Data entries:
----------------

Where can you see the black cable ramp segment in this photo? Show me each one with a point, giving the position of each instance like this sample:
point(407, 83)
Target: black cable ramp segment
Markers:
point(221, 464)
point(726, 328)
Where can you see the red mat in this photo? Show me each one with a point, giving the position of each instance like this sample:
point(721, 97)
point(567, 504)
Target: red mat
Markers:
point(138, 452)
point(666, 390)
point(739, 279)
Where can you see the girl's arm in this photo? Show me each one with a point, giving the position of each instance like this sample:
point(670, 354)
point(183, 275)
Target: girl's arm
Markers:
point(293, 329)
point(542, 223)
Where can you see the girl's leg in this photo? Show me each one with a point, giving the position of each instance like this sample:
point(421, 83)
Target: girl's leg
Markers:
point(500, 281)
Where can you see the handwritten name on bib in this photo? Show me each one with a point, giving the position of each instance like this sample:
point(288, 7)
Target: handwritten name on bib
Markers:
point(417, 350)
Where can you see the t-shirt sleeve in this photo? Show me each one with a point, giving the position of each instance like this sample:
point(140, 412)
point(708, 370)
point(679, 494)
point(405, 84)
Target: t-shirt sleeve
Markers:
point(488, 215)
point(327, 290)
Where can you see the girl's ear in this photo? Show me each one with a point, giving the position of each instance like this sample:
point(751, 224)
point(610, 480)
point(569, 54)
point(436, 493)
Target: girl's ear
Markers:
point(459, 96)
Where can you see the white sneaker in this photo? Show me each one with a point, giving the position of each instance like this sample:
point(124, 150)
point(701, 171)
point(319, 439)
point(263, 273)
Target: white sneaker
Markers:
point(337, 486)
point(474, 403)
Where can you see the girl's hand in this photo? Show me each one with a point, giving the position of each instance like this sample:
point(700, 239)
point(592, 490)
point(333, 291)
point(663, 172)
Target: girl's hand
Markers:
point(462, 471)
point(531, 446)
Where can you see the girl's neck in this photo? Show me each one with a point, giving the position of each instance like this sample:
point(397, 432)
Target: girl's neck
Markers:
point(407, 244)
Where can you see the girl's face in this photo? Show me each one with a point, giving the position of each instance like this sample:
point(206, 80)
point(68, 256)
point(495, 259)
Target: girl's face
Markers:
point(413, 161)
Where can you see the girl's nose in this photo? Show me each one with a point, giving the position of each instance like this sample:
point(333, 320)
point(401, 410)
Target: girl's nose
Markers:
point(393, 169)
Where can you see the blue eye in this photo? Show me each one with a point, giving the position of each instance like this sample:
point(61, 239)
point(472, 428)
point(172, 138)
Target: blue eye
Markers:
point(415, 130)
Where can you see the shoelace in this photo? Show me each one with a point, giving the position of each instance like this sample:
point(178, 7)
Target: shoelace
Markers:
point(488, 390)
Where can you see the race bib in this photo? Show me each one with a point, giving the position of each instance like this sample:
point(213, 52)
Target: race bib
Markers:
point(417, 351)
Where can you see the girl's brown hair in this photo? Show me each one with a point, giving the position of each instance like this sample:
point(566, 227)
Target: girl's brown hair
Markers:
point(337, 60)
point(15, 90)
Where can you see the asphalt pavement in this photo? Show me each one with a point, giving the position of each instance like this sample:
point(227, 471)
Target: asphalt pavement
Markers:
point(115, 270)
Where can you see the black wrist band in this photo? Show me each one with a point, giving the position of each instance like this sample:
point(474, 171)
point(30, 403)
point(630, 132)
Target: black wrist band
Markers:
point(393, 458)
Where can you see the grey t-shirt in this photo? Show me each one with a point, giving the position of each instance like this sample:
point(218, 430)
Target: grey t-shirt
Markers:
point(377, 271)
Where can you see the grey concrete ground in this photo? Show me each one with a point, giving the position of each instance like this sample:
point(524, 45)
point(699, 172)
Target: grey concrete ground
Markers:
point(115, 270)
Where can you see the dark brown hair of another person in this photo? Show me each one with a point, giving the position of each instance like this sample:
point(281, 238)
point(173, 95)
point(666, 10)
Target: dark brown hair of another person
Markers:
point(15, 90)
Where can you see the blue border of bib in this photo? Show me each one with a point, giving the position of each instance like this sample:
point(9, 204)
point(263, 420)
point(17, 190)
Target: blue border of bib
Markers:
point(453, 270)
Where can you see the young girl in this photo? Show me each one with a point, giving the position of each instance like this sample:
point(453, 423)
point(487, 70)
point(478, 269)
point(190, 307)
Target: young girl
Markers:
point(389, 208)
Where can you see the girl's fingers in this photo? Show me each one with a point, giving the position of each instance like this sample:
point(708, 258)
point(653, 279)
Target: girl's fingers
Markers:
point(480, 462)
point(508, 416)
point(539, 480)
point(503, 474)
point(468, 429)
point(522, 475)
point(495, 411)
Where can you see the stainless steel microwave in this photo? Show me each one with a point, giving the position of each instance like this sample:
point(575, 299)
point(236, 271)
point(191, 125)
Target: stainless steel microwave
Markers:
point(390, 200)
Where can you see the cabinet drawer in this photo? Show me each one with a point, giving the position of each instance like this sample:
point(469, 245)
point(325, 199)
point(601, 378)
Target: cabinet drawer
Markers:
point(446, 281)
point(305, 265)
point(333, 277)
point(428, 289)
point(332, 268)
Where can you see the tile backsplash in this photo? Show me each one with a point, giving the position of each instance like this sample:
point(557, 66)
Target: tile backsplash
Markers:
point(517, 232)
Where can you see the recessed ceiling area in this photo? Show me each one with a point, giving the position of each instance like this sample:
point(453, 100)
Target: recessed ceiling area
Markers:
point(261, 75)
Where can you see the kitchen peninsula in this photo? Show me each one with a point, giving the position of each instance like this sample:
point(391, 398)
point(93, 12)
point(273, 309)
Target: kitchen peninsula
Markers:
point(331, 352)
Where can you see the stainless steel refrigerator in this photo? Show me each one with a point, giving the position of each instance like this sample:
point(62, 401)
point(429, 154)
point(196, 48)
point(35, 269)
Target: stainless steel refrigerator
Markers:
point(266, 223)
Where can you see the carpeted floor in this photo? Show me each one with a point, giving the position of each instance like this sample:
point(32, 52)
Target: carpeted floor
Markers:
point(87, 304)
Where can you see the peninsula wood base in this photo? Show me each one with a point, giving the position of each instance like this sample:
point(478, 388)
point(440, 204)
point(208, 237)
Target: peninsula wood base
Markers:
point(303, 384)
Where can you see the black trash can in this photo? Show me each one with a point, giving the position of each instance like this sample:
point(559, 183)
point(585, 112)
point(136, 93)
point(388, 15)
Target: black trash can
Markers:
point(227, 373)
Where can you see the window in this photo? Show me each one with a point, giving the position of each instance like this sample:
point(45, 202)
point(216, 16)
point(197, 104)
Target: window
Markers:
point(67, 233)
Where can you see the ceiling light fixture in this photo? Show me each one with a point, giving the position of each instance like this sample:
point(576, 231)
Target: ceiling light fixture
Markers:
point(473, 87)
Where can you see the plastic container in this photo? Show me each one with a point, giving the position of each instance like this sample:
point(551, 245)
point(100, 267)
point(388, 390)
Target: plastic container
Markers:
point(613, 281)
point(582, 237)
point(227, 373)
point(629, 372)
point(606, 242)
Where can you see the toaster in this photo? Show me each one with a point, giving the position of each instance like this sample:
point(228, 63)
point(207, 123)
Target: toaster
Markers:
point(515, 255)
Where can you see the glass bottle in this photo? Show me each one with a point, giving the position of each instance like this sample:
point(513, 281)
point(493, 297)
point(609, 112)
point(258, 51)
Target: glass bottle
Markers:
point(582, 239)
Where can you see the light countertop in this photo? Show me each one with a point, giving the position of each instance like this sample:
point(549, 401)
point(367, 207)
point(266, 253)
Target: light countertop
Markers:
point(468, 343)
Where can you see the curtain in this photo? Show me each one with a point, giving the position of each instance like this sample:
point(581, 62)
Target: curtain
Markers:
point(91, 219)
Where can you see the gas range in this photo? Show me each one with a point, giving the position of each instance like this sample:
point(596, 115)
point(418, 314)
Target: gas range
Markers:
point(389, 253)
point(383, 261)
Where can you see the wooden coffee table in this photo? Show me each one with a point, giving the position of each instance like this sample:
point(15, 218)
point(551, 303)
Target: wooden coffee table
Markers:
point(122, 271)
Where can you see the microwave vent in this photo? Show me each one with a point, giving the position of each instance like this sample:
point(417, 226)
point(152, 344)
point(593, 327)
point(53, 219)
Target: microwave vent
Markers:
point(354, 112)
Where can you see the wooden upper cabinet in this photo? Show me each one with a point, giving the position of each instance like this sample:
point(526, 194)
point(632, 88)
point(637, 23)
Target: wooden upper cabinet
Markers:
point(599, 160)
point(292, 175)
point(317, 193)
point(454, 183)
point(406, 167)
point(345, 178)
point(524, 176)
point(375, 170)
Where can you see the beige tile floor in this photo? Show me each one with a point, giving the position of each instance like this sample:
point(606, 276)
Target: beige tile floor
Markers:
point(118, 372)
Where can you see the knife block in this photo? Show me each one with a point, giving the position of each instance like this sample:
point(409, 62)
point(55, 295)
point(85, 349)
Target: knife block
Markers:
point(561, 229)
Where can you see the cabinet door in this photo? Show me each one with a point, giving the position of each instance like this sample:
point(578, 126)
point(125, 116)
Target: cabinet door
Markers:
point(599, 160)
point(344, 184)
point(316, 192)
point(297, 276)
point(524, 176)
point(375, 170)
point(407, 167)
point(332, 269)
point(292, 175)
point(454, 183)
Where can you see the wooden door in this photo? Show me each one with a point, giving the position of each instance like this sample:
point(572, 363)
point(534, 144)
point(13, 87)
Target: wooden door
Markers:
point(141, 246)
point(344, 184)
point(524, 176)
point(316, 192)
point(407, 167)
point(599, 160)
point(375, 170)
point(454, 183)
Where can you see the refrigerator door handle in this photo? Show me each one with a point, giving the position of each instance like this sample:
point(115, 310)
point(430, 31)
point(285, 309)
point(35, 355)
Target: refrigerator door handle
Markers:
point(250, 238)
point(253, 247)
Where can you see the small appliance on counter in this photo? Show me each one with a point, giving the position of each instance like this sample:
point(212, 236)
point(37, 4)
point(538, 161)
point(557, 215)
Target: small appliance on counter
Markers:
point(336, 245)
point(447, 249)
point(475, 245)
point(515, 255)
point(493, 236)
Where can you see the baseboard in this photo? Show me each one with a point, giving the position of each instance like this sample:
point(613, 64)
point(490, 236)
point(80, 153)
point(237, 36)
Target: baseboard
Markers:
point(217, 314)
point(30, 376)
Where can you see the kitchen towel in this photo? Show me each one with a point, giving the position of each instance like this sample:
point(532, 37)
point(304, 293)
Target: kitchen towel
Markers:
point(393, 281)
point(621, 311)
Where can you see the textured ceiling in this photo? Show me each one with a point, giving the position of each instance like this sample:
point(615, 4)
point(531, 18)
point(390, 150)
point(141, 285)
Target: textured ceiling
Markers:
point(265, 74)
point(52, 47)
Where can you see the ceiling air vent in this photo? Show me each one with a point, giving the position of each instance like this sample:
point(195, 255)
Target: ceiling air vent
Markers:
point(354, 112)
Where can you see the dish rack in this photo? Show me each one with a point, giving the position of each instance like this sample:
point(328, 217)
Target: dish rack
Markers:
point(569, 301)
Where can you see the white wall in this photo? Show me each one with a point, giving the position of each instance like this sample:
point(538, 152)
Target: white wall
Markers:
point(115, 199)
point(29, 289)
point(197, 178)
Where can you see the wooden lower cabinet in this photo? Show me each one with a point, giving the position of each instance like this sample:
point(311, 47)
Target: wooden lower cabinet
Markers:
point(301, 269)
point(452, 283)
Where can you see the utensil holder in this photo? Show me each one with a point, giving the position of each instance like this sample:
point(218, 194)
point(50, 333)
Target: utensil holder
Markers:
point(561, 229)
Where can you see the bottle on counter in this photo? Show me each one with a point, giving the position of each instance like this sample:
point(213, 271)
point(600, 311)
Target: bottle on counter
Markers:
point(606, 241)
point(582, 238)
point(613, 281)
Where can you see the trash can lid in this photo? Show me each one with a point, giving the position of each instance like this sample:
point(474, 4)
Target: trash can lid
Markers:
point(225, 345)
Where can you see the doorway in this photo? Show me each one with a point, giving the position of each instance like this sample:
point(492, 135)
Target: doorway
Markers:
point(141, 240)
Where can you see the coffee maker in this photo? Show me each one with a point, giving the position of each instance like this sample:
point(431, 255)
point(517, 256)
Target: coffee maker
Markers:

----------------

STATED GOAL
Copy the stretch of the records from the line containing "Where can you see the recessed" through the line containing "point(331, 352)", keeping every line. Raise each coordinate listed under a Markers heading by 122, and leave the sample coordinates unchanged.

RESULT FOR THIS TASK
Where can you see the recessed ceiling area in this photo? Show me each one with a point, giving the position of each instance like this sample:
point(453, 100)
Target: recessed ceiling area
Markers:
point(383, 197)
Where can you see the kitchen peninsula in this photo? Show me each one with a point, giving the position of each instance like this sample:
point(391, 398)
point(93, 12)
point(273, 309)
Target: kitchen peninsula
Markers:
point(453, 474)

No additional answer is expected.